Starting with the line with "Target: reflective window" and going on through the line with "[[[47,154],[46,160],[58,155],[58,114],[50,111],[47,117]]]", lay out those entries as a two-column CSV with the columns request and answer. Give one row per entry, put each value in a single quoted field with line breaks turned into spaces, and leave out the pictures.

______________________________

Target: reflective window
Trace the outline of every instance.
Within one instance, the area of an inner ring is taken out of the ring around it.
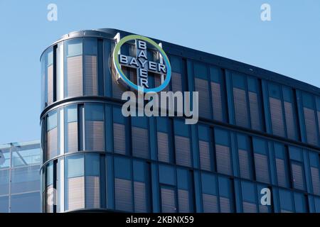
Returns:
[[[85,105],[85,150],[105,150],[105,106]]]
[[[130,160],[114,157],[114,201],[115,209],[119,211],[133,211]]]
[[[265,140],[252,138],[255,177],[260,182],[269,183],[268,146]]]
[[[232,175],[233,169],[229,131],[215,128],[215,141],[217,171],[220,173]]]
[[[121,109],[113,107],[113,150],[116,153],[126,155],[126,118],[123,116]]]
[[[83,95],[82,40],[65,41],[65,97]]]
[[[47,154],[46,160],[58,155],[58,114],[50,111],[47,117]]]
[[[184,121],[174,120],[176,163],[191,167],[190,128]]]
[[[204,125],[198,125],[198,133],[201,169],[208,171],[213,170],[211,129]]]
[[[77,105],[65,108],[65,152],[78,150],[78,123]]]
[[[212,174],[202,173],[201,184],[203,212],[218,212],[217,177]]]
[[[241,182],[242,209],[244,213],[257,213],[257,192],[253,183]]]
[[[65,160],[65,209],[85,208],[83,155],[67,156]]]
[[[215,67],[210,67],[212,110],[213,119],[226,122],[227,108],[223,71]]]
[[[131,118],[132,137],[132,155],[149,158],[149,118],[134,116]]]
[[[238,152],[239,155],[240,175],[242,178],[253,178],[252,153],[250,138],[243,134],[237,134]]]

______________________________

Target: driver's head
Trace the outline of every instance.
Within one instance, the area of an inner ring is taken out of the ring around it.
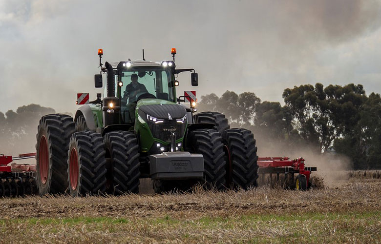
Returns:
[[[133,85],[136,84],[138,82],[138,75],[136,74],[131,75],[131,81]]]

______________________________

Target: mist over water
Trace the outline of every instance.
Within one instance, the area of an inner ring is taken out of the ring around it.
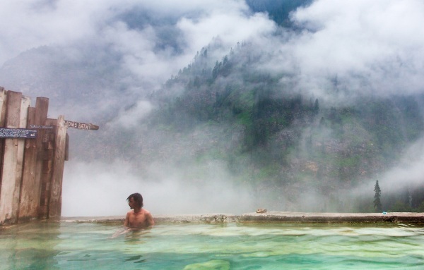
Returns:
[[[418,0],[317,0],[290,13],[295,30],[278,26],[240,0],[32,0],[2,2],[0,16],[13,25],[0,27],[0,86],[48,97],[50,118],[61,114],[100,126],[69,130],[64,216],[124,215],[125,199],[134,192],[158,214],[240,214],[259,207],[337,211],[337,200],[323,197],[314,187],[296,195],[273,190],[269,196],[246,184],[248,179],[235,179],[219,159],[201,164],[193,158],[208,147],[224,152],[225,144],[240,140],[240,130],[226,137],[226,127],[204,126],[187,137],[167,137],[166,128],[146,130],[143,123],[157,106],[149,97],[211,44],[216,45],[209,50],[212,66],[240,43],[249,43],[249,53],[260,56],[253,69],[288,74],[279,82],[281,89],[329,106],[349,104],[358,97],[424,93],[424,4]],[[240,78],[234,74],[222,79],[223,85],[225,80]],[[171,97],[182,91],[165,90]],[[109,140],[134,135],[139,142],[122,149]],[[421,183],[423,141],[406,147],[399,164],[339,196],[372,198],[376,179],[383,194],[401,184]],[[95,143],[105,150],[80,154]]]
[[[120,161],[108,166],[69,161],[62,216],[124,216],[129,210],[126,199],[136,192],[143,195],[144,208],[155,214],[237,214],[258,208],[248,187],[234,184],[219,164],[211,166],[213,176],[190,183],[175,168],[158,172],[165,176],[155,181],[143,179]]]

______________________________

*Response to this task:*
request,answer
"Target: reflective window Trace the outline of every instance. Within one instance, the area of an inner ring is taken out of the ring around it. Returns:","[[[85,105],[85,150],[105,150],[105,106]]] [[[130,160],[114,157],[114,201],[115,209],[119,211],[133,211]]] [[[265,140],[252,138],[255,177],[260,182],[269,183],[268,146]]] [[[232,175],[233,169],[229,131],[215,128],[215,141],[217,171],[220,173]]] [[[121,109],[113,107],[113,150],[116,153],[126,155],[126,118],[123,116]]] [[[83,95],[82,40],[65,41],[65,97]]] [[[47,154],[46,160],[58,155],[58,114],[50,111],[47,117]]]"